* **Work to do**
Arrange every line of the listing below as a Markdown table with the columns "No." and "Line", numbering the rows and skipping blank lines.

Boundary labeling listing
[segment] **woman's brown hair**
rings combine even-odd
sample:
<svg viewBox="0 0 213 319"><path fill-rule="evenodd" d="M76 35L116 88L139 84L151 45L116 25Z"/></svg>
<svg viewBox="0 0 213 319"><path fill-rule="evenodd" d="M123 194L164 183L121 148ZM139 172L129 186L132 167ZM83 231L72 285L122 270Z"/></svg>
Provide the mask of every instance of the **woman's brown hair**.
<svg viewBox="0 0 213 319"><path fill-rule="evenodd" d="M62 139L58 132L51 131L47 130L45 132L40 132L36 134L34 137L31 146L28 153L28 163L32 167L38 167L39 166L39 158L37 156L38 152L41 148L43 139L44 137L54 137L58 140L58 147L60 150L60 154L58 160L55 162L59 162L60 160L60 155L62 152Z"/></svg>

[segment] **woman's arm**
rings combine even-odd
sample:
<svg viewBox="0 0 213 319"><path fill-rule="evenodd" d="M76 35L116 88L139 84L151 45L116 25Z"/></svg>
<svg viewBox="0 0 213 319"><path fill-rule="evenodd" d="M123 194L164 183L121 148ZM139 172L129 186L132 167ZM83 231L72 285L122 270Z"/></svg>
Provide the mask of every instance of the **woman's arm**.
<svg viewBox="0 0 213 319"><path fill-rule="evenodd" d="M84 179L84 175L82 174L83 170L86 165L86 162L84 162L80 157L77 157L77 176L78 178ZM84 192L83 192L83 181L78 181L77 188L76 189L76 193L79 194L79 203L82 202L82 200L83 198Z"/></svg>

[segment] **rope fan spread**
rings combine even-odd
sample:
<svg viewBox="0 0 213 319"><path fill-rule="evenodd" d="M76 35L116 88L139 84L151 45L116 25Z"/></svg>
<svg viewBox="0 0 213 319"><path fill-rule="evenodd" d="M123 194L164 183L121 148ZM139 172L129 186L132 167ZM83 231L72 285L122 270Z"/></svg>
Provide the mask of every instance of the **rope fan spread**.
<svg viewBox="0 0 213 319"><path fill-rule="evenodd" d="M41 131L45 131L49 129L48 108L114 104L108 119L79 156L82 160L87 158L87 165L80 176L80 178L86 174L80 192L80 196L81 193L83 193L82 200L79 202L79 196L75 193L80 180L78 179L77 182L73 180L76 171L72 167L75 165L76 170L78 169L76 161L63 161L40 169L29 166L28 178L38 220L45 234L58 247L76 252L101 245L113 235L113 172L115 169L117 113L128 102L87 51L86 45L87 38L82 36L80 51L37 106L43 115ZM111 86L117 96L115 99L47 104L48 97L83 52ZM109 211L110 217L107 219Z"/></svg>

* **Output for this task**
| No. | Line |
|---|---|
| 1 | [segment] **woman's brown hair** |
| 2 | rings combine even-odd |
| 3 | sample: |
| 4 | <svg viewBox="0 0 213 319"><path fill-rule="evenodd" d="M76 35L116 88L139 84L151 45L116 25Z"/></svg> |
| 5 | <svg viewBox="0 0 213 319"><path fill-rule="evenodd" d="M123 194L164 183L121 148ZM139 172L129 186L132 167ZM83 231L72 285L122 270Z"/></svg> |
| 6 | Provide the mask of every instance of the **woman's brown hair**. |
| 7 | <svg viewBox="0 0 213 319"><path fill-rule="evenodd" d="M62 139L58 132L51 131L47 130L45 132L40 132L36 134L34 137L31 146L28 153L28 163L32 167L38 167L39 166L39 158L37 156L38 152L41 148L43 139L44 137L54 137L58 140L58 147L60 150L60 154L58 160L55 162L59 162L60 160L60 155L62 152Z"/></svg> |
| 8 | [segment] **woman's arm** |
| 9 | rings combine even-odd |
| 10 | sample: |
| 11 | <svg viewBox="0 0 213 319"><path fill-rule="evenodd" d="M76 35L116 88L139 84L151 45L116 25Z"/></svg> |
| 12 | <svg viewBox="0 0 213 319"><path fill-rule="evenodd" d="M123 194L164 183L121 148ZM139 172L129 186L132 167ZM83 231L72 285L122 270Z"/></svg> |
| 13 | Provide the mask of every instance of the **woman's arm**. |
| 14 | <svg viewBox="0 0 213 319"><path fill-rule="evenodd" d="M84 179L84 175L82 174L83 170L86 165L86 162L84 162L80 157L77 157L77 176L78 178ZM84 192L83 192L83 181L78 181L77 188L76 189L76 193L79 194L79 203L82 202L82 200L83 198Z"/></svg> |
| 15 | [segment] **rope fan spread** |
| 16 | rings combine even-odd |
| 17 | sample: |
| 18 | <svg viewBox="0 0 213 319"><path fill-rule="evenodd" d="M76 35L116 88L139 84L151 45L116 25Z"/></svg> |
| 19 | <svg viewBox="0 0 213 319"><path fill-rule="evenodd" d="M123 194L164 183L121 148ZM139 172L129 186L132 167ZM83 231L72 285L122 270Z"/></svg> |
| 20 | Provide the mask of every instance of the **rope fan spread**. |
| 21 | <svg viewBox="0 0 213 319"><path fill-rule="evenodd" d="M41 131L45 131L49 129L48 108L114 104L108 119L79 156L82 160L87 158L87 165L80 176L80 178L86 174L80 192L80 196L81 193L83 193L82 200L79 202L79 196L75 193L80 180L78 179L77 182L73 180L76 171L72 167L75 165L76 170L78 169L76 161L63 161L40 169L29 166L28 178L38 220L45 234L58 247L76 252L101 245L113 235L113 172L115 169L117 113L128 102L87 51L86 45L87 38L82 36L80 51L37 106L43 115ZM111 86L117 96L115 99L47 104L48 97L83 52ZM109 211L110 217L107 219Z"/></svg> |